■ Task description:
In how many lines of the listing below does the word "hanging" occur? Say only the number.

■ Supplied records:
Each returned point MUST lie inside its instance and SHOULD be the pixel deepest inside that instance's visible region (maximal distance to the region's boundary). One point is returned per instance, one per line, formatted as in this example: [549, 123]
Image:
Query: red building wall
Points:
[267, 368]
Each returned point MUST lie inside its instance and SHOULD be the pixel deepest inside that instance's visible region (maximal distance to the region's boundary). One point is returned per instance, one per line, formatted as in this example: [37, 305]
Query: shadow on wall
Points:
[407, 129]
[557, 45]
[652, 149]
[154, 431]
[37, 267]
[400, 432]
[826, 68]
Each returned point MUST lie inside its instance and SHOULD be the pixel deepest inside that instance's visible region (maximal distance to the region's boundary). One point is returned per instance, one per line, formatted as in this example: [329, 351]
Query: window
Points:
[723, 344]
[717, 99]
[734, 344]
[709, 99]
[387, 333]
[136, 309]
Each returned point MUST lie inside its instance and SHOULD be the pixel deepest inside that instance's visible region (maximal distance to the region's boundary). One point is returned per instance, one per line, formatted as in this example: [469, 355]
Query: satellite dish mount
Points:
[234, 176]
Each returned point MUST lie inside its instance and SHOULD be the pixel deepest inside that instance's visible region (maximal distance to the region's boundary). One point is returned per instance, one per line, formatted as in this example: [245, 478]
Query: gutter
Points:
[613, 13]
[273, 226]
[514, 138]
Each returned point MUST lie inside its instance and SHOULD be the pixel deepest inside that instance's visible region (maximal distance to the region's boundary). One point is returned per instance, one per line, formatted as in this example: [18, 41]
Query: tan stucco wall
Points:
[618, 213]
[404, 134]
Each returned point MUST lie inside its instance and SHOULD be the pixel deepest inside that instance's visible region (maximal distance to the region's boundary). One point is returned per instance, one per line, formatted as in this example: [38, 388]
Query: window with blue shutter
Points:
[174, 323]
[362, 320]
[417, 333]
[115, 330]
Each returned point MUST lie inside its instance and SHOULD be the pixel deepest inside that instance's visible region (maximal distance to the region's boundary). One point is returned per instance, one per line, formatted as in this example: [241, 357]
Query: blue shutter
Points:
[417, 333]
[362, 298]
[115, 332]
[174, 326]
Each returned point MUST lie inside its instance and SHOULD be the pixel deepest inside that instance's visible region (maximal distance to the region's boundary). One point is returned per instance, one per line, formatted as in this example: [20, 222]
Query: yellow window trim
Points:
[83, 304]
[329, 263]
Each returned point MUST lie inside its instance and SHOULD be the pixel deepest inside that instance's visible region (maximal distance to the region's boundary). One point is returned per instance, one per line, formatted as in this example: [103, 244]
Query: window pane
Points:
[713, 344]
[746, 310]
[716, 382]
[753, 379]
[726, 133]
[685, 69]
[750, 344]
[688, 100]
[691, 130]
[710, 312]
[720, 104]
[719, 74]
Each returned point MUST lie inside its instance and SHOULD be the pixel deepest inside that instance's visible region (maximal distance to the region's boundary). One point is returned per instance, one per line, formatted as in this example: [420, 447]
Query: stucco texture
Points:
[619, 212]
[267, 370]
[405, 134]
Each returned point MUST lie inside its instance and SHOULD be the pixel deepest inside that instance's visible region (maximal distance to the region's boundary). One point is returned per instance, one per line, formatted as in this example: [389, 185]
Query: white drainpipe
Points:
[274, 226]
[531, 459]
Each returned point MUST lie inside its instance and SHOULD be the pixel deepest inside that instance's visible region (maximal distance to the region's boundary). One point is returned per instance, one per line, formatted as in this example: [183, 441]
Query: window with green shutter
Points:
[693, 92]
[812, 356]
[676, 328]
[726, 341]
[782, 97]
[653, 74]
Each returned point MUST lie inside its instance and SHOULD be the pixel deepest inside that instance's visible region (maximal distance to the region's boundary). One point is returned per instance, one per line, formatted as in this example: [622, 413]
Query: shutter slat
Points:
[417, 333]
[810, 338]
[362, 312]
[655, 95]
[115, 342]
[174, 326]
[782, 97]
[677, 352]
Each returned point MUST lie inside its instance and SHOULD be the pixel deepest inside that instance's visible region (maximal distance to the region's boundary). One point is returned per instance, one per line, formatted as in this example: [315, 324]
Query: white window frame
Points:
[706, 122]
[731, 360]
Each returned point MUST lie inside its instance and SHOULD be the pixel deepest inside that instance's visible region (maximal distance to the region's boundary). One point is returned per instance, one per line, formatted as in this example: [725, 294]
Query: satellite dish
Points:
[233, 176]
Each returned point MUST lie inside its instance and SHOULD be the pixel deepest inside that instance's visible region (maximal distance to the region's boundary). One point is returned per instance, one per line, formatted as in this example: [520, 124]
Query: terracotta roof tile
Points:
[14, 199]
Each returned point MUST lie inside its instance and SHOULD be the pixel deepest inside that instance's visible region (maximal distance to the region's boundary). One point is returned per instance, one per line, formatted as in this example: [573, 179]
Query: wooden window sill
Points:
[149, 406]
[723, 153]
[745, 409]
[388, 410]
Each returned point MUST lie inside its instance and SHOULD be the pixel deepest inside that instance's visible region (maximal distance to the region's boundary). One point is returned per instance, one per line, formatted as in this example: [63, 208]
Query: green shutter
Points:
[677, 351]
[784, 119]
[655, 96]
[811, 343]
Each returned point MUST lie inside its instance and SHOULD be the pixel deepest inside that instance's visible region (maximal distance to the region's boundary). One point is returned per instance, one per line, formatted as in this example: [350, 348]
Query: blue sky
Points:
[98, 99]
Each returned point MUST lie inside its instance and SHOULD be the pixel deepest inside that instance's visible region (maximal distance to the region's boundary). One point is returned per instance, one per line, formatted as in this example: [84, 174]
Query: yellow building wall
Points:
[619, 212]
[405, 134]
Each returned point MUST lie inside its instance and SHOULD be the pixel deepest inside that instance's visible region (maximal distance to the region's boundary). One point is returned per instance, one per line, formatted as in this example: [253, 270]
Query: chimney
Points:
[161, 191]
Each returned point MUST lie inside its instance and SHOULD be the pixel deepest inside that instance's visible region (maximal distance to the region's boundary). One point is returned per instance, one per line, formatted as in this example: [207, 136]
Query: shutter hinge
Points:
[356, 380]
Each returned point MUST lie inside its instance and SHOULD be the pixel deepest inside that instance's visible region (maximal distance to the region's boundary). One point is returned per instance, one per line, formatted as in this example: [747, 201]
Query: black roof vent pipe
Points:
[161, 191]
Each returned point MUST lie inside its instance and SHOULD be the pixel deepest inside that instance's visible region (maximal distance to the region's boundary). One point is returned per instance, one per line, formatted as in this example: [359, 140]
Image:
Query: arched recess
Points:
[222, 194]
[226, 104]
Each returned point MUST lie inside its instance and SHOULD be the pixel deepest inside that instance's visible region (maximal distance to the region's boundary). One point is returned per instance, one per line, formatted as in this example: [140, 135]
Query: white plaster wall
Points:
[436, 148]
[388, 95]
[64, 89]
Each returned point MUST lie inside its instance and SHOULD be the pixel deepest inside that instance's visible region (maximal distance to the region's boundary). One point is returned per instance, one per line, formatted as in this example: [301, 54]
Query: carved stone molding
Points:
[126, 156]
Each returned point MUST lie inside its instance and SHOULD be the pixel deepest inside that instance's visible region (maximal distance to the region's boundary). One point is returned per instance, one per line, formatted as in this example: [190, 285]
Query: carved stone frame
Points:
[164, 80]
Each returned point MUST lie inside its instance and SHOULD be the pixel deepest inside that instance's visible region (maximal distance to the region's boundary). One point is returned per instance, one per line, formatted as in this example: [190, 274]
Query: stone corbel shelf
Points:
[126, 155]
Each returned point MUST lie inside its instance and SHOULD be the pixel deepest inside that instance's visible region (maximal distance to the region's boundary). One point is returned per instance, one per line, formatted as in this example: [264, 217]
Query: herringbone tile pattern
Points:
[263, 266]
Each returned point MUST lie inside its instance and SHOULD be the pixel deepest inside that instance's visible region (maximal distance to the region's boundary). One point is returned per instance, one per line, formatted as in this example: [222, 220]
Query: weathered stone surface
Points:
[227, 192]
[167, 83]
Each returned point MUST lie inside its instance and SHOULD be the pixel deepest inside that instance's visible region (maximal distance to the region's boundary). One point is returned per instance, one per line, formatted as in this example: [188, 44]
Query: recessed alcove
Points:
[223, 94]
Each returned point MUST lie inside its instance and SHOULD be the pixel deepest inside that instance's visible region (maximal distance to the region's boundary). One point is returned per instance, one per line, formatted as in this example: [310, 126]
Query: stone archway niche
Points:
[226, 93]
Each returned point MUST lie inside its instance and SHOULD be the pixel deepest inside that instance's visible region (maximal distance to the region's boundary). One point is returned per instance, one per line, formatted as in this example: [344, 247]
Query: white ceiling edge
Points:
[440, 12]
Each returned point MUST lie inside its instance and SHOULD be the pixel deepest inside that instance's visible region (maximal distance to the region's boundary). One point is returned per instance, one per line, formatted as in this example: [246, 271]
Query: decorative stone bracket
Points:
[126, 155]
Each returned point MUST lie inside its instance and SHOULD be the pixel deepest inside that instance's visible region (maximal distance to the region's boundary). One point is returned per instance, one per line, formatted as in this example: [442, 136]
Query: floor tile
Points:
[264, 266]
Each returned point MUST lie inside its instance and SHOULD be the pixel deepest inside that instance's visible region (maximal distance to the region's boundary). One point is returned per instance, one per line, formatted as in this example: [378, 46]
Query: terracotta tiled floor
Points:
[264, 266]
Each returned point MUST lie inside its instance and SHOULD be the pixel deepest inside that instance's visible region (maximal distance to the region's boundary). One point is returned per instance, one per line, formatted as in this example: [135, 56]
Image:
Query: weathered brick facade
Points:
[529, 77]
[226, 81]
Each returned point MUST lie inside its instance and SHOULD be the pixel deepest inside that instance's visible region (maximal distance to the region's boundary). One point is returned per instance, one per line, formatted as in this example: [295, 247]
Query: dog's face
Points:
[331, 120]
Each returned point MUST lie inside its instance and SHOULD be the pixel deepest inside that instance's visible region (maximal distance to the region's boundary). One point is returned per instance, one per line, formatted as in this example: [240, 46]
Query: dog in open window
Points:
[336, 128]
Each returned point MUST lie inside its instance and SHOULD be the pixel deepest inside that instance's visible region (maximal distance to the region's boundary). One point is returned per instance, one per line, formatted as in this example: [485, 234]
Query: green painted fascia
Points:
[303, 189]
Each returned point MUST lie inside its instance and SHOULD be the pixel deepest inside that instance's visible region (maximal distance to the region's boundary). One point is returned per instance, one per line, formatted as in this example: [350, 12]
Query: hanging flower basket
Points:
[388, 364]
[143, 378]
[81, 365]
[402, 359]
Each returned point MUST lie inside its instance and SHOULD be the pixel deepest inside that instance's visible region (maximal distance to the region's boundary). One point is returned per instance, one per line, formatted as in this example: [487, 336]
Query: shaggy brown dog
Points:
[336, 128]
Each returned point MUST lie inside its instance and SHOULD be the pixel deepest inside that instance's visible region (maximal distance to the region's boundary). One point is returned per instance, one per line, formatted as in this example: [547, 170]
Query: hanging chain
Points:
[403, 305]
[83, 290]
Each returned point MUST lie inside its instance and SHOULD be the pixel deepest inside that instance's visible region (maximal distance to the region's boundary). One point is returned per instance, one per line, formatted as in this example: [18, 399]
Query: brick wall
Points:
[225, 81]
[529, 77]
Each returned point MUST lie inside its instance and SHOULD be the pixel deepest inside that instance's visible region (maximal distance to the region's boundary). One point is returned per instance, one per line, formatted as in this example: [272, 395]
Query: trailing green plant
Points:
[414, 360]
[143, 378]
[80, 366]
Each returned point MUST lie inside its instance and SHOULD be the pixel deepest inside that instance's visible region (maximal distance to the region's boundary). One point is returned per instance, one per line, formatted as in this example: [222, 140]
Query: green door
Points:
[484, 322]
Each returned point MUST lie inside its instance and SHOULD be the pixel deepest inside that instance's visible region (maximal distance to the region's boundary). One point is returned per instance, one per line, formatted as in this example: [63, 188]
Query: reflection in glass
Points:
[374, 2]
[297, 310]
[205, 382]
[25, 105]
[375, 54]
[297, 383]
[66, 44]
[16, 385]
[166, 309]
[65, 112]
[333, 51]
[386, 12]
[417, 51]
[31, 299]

■ Task answer:
2